Document:
%%
Illustration Brigitte Lannaud Levy
« Respirer l’air d’ailleurs et se confronter à l’expérience des confrères », voilà le crédo de Stéphane Emond, libraire chevronné qui a créé « Les saisons » en 2004, juste derrière les quais, sur le vieux port de La Rochelle. Il n’aime rien tant que le collectif. D’où son fort investissement dans les organismes interprofessionnels, que ce soit au Syndicat de la Librairie Française ou au sein du groupement de librairies Inititiales, dont fait partie son enseigne et qu’il a présidé. Lorsqu’on lui demande quelle est saspécificité , il vous répond : « Les bons livres ! ». Non pas qu’il montre du doigt les mauvais, mais il mesure toute la force de prescription que peut avoir sa profession pour défendre la littérature de qualité. Et il est vrai, comme il le fait remarquer, que le succès d’un livre venu de nulle part, passe le plus souvent dans un premier temps par les libraires, même si les medias prennent le relais par la suite. La librairie « Les saisons » doit son nom au chef d’œuvre du très regretté Maurice Pons, disparu l’an dernier. Il était présent pour l’inauguration des lieux et une indéfectible amitié s’est nouée entre les deux hommes pendant la décennie passée.
Quel roman français nous recommandez-vous de lire ?
« L’eau mate » de Bernard Manciet (L’Escampette). C’est le roman posthume et autobiographique d’un immense poète occitan, fervent défenseur de la langue gasconne. Cela raconte la fuite d’un homme face à une menace que l’on ignore. Au fur et à mesure il fait corps avec les végétaux, les animaux, dans une harmonie et une paix étonnantes. Publié pour la première fois en 2007 par les Éditions l’Escampette, ce texte va ressortir en coédition avec la Librairie Les Saisons.
Et du côté de la littérature étrangère, que nous conseillez –vous de lire ?
Le livre de Jean Hegland « Dans la forêt » traduit de l’anglais par Josette Chicheportiche. (Gallmeister). Inédit en France, ce roman nous arrive vingt ans après sa publication aux Etats-Unis où il a rencontré un énorme succès. Dans une atmosphère post-apocalyptique, très intimiste, on suit deux sœurs recluses dans une forêt alors que le pays est en proie à une menace qu’on ignore. Elles organisent leur survie tandis que leurs vivres s’amenuisent autour de leurs passions : l’une pour la danse, l’autre pour l’écriture. La nature est omniprésente, elle prodigue ses bienfaits et va faire corps avec elles deux.
Quel est le livre que vous vous êtes promis de lire ?
%%
Données enregistrées:
%%
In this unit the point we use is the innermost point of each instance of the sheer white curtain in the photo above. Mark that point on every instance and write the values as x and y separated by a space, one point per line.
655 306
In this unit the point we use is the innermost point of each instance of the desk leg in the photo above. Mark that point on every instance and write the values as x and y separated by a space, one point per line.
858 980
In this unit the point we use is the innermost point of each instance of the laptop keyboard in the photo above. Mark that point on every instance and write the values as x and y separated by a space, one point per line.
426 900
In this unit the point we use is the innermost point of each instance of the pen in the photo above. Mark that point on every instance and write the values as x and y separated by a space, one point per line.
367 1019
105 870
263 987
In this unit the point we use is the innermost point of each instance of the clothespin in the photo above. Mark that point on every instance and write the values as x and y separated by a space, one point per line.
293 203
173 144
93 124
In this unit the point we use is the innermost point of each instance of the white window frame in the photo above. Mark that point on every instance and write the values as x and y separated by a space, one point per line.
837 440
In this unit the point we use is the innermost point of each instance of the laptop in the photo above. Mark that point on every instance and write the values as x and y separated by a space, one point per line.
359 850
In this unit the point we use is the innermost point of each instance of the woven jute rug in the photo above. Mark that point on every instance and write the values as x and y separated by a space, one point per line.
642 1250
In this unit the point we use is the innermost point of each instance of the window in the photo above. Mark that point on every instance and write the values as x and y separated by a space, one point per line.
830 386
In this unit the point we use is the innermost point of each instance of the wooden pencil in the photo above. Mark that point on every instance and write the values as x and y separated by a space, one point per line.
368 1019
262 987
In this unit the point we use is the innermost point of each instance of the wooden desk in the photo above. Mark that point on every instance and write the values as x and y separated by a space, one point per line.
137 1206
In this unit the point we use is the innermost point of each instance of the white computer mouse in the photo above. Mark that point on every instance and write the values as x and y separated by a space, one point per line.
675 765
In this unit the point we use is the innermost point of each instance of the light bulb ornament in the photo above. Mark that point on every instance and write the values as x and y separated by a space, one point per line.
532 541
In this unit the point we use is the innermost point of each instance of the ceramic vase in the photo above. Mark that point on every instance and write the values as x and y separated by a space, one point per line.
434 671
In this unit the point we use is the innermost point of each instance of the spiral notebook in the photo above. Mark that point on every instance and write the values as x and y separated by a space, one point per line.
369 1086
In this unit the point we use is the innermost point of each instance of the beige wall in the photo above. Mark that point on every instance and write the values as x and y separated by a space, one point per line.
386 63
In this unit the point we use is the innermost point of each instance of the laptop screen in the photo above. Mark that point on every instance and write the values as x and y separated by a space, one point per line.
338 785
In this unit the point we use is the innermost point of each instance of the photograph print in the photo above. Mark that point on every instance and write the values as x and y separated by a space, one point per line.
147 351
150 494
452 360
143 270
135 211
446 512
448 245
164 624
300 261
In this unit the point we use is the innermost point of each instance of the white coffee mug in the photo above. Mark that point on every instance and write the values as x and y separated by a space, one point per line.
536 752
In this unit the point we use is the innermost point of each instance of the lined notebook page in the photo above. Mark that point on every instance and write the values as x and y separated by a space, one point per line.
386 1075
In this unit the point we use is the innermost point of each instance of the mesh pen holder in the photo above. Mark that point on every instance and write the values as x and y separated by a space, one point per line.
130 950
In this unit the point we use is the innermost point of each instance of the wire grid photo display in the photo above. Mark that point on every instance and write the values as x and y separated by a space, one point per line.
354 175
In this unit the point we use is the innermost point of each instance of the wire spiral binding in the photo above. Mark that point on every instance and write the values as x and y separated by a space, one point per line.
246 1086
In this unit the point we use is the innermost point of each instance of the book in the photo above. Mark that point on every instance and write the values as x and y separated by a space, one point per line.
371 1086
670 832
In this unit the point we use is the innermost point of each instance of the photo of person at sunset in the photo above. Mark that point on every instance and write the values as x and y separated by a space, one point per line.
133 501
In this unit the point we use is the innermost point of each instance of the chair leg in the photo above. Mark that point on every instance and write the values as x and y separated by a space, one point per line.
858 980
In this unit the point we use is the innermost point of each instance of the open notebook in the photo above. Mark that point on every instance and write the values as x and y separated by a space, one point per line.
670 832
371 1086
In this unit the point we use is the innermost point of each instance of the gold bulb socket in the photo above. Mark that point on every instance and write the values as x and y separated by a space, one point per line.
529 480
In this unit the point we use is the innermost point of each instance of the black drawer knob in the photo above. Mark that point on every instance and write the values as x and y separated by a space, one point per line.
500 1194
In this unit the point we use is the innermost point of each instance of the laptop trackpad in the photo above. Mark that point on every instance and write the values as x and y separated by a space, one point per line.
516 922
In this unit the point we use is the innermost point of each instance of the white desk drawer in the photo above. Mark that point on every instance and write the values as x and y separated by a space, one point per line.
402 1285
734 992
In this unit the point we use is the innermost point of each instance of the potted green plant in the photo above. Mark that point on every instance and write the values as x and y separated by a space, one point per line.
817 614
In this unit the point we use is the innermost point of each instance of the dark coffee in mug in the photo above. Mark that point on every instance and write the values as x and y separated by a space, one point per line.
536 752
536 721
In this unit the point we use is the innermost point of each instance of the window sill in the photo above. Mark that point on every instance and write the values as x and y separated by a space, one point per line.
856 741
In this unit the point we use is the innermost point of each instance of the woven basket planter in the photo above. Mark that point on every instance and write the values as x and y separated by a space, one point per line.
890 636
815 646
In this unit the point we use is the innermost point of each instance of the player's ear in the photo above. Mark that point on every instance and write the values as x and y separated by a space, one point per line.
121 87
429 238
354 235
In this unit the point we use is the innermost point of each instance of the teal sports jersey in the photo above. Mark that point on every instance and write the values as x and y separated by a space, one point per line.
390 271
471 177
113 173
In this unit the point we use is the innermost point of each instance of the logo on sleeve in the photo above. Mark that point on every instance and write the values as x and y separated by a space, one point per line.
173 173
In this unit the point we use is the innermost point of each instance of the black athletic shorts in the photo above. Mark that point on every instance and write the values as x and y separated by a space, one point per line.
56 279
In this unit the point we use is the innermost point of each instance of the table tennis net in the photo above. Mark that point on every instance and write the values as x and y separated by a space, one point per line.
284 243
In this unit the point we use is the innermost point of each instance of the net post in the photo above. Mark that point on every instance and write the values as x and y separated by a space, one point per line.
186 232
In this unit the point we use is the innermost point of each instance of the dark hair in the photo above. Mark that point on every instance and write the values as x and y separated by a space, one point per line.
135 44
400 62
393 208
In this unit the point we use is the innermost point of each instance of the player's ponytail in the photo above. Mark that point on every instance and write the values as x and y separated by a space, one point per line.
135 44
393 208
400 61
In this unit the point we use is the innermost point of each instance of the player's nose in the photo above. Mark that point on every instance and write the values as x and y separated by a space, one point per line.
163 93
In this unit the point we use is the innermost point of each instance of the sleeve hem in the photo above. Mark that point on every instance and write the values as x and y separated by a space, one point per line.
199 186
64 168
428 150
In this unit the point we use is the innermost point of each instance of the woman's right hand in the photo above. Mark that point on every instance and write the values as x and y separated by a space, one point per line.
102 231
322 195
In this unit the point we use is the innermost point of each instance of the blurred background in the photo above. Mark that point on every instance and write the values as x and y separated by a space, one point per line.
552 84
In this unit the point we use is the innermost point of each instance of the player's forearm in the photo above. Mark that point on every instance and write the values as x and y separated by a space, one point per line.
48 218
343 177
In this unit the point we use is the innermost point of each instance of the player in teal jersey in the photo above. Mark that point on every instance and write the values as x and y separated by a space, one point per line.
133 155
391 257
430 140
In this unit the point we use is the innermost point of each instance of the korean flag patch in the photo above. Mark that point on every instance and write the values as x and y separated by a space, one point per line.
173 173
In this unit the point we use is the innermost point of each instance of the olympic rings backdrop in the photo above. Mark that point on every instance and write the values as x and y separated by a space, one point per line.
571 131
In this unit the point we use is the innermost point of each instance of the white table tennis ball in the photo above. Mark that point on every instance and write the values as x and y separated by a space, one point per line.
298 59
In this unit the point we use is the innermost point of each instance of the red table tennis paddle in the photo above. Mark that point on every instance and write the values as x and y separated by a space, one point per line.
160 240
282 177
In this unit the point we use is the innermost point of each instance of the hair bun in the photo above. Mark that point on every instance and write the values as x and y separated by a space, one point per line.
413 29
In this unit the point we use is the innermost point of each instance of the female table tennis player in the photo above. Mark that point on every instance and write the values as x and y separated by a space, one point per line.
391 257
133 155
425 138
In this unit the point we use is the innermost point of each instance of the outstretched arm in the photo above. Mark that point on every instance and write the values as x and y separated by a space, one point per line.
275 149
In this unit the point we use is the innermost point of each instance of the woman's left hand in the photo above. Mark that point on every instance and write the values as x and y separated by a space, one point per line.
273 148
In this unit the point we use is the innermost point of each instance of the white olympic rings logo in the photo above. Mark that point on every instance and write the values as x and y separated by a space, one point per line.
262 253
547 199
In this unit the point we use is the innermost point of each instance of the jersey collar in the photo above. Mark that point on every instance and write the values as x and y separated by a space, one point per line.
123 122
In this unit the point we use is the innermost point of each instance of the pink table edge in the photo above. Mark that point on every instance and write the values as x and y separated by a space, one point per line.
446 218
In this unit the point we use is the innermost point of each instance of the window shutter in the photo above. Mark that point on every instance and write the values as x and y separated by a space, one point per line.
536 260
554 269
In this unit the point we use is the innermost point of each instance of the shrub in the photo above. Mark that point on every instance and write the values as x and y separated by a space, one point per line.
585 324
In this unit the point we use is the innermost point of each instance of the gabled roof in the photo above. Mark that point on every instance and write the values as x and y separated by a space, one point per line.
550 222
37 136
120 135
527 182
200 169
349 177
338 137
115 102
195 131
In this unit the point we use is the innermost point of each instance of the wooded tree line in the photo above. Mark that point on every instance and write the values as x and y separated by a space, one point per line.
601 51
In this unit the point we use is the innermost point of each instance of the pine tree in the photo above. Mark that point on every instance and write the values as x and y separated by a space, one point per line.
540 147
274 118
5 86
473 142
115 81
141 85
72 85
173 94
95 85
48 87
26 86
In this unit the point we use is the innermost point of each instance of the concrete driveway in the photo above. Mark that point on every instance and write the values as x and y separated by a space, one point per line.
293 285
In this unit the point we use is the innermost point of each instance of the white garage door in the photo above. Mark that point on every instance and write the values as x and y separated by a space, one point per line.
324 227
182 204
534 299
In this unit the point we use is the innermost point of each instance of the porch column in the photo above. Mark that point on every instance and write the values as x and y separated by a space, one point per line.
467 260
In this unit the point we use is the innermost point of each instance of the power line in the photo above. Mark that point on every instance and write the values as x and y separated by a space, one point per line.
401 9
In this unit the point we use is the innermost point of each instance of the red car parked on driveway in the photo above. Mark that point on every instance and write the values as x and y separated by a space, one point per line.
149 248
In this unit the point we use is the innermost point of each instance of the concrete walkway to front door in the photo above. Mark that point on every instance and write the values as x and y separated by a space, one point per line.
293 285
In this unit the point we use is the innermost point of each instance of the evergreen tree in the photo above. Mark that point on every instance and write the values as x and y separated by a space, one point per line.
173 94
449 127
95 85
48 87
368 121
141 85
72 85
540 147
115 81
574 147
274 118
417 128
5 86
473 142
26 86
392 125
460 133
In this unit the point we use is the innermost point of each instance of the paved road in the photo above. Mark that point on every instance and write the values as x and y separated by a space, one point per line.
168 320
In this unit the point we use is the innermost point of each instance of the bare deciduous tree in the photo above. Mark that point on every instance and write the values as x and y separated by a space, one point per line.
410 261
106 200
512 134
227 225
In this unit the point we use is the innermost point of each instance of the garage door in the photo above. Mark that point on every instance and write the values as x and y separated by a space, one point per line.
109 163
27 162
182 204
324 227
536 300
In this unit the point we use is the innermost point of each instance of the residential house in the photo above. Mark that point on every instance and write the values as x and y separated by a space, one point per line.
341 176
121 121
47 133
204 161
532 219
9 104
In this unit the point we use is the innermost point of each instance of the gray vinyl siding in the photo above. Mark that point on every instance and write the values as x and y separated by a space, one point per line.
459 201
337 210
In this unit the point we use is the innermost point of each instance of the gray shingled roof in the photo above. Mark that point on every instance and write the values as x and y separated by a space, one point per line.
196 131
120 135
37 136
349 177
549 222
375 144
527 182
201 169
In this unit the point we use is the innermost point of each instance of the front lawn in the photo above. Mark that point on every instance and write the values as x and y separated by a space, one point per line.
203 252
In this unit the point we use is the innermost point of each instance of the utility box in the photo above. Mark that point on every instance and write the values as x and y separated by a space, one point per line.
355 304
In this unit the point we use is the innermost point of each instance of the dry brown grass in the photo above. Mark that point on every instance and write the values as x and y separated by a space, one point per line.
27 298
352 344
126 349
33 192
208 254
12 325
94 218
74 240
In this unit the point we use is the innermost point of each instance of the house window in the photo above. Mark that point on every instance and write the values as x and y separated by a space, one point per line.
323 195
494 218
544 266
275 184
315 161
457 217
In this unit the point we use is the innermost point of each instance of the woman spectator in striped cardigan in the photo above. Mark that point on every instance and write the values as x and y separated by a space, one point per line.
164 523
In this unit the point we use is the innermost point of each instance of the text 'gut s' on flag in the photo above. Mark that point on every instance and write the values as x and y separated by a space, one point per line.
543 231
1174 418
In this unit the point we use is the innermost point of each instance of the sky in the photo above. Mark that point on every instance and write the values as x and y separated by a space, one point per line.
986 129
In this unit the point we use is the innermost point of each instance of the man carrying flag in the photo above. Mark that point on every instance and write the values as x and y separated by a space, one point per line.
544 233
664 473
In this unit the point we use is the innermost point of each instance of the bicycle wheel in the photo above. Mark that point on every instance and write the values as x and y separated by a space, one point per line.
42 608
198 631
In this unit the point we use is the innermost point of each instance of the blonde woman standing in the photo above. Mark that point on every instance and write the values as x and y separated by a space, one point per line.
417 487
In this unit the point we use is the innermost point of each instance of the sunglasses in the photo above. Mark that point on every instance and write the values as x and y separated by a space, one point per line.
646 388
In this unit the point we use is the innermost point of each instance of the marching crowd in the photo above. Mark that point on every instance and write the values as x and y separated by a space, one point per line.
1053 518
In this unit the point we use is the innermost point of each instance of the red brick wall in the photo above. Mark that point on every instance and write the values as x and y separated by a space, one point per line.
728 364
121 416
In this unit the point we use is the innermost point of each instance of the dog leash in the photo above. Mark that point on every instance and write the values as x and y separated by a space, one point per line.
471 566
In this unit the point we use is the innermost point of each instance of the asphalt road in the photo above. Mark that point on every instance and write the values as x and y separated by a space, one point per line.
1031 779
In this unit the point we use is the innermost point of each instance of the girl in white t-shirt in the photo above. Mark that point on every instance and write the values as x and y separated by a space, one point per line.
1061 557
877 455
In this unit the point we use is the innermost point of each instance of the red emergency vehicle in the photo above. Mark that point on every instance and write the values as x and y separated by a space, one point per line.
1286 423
%%
Série de consignes:
a: Répondez à ces questions d'après le document :
(i) En quelle année Stéphane Emond a-t-il créé « Les saisons » ?
(ii) Quelles éditions ont publié « L'eau mate » pour la première fois en 2007 ?
(iii) Qui a traduit de l'anglais « Dans la forêt » ?
b: Recopiez à l'identique le passage du document qui va de « Quel roman français » jusqu'à « conseillez –vous de lire ? ».

Réponses successives:
a:
(i) En 2004.
(ii) Les Éditions l'Escampette.
(iii) Josette Chicheportiche.

b:
Quel roman français nous recommandez-vous de lire ?
« L’eau mate » de Bernard Manciet (L’Escampette). C’est le roman posthume et autobiographique d’un immense poète occitan, fervent défenseur de la langue gasconne. Cela raconte la fuite d’un homme face à une menace que l’on ignore. Au fur et à mesure il fait corps avec les végétaux, les animaux, dans une harmonie et une paix étonnantes. Publié pour la première fois en 2007 par les Éditions l’Escampette, ce texte va ressortir en coédition avec la Librairie Les Saisons.
Et du côté de la littérature étrangère, que nous conseillez –vous de lire ?